Source data
····················

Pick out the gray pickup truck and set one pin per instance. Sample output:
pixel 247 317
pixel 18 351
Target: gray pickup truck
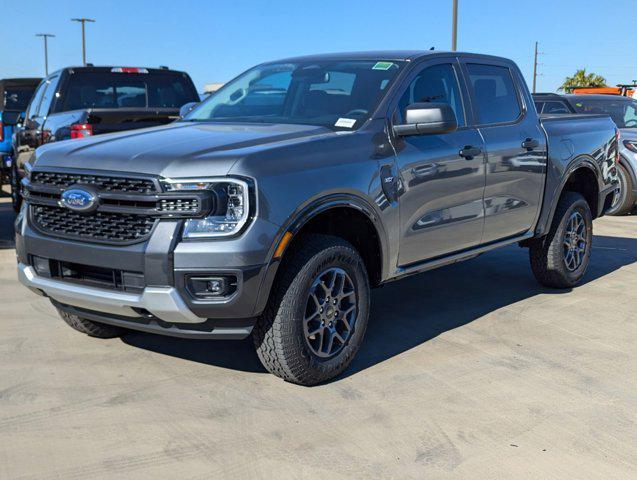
pixel 274 206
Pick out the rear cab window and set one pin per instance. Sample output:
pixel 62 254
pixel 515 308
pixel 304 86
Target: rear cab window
pixel 495 95
pixel 107 89
pixel 17 97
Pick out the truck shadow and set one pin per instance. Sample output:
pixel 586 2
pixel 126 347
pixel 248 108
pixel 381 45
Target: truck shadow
pixel 410 312
pixel 7 216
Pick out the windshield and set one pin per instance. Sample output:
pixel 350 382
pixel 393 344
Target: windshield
pixel 335 94
pixel 623 111
pixel 128 90
pixel 17 98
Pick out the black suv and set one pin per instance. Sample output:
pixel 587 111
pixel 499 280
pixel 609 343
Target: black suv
pixel 78 102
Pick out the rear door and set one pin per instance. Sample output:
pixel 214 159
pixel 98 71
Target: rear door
pixel 515 147
pixel 441 208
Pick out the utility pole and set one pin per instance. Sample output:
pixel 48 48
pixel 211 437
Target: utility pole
pixel 454 27
pixel 83 22
pixel 535 64
pixel 45 36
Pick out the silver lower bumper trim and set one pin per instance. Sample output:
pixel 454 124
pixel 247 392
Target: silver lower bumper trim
pixel 163 302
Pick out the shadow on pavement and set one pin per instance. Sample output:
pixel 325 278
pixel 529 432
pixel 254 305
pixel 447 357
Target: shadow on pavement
pixel 410 312
pixel 7 216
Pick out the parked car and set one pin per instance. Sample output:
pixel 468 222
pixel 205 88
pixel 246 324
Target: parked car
pixel 15 94
pixel 78 102
pixel 623 111
pixel 273 207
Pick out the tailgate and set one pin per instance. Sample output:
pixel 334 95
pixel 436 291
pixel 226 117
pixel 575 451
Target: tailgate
pixel 121 119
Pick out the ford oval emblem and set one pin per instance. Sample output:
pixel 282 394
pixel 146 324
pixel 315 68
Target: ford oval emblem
pixel 78 199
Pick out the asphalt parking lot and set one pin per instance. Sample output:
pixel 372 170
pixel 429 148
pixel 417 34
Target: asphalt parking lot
pixel 470 371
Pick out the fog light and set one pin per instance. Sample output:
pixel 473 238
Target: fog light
pixel 42 266
pixel 211 287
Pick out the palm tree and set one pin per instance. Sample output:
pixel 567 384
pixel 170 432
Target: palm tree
pixel 583 79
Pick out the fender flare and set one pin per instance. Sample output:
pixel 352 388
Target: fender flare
pixel 577 164
pixel 629 168
pixel 301 217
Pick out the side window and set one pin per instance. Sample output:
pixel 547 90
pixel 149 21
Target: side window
pixel 495 95
pixel 438 84
pixel 555 107
pixel 32 111
pixel 48 96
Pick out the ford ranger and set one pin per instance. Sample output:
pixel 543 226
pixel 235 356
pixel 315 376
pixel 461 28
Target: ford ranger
pixel 273 207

····················

Give back the material above exactly as written, but omit the images.

Solution to the problem
Pick out the gray pickup truck and set one pin per instance. Sample output:
pixel 247 317
pixel 18 351
Target: gray pickup truck
pixel 274 206
Pick out the rear cab window and set one pin per instance. Sample output:
pixel 62 254
pixel 515 308
pixel 304 86
Target: rear cab window
pixel 495 95
pixel 107 89
pixel 17 97
Pick out the truck shadow and set one pin per instance. Sample output:
pixel 586 2
pixel 126 347
pixel 248 108
pixel 381 45
Target: truck shadow
pixel 410 312
pixel 7 216
Pick out the windshield and set one pin per instance. Sample output:
pixel 350 382
pixel 393 344
Target: windshield
pixel 335 94
pixel 623 111
pixel 128 90
pixel 17 98
Pick out the black suv and set one pin per instance. Sample output:
pixel 587 111
pixel 499 280
pixel 609 343
Target: black suv
pixel 78 102
Pick out the rear door and set one pin per instance. Sample output:
pixel 214 159
pixel 98 71
Target: rear door
pixel 515 147
pixel 441 208
Pick out the utility pole and set one pin per instance. Sample output:
pixel 48 48
pixel 211 437
Target: utility pole
pixel 454 27
pixel 83 22
pixel 535 64
pixel 45 36
Pick out the silver lower bumper trim and set one pin per instance. Sample output:
pixel 454 124
pixel 247 392
Target: silver lower bumper trim
pixel 163 302
Pick out the shadow on pavement and set one pin per instance. Sample output:
pixel 325 278
pixel 529 432
pixel 254 305
pixel 447 357
Target: shadow on pavement
pixel 410 312
pixel 7 216
Pick out the parked car and set one pin per instance. Sample output:
pixel 468 222
pixel 205 88
pixel 246 324
Target: parked car
pixel 15 94
pixel 78 102
pixel 623 111
pixel 273 207
Pick out the tailgate and set one pin per instance. Sample output:
pixel 334 95
pixel 436 291
pixel 226 117
pixel 575 451
Target: tailgate
pixel 121 119
Pick out the ford oval emblem and set one pin per instance. Sample output:
pixel 282 394
pixel 146 324
pixel 315 68
Target: ford oval emblem
pixel 78 199
Pick out the asphalt parking lot and set one pin per instance. Sample output:
pixel 372 170
pixel 429 148
pixel 417 34
Target: asphalt parking lot
pixel 470 371
Pick out the fog light and set one pin per instance. Sample output:
pixel 473 238
Target: fog light
pixel 42 266
pixel 211 287
Pick out the palm tree and set one pin per instance. Sample output:
pixel 567 384
pixel 170 432
Target: palm tree
pixel 583 79
Pick out the fender flare and set one pin per instance. Sample output:
pixel 352 388
Target: fender flare
pixel 577 164
pixel 629 168
pixel 301 217
Pick out the side window and set one pin per instance. Sample output:
pixel 547 90
pixel 149 21
Target: side window
pixel 495 95
pixel 438 84
pixel 555 107
pixel 32 111
pixel 48 96
Pick out the ford ranger and set one pin per instance. Sample output:
pixel 543 226
pixel 235 356
pixel 315 376
pixel 461 28
Target: ford ranger
pixel 273 207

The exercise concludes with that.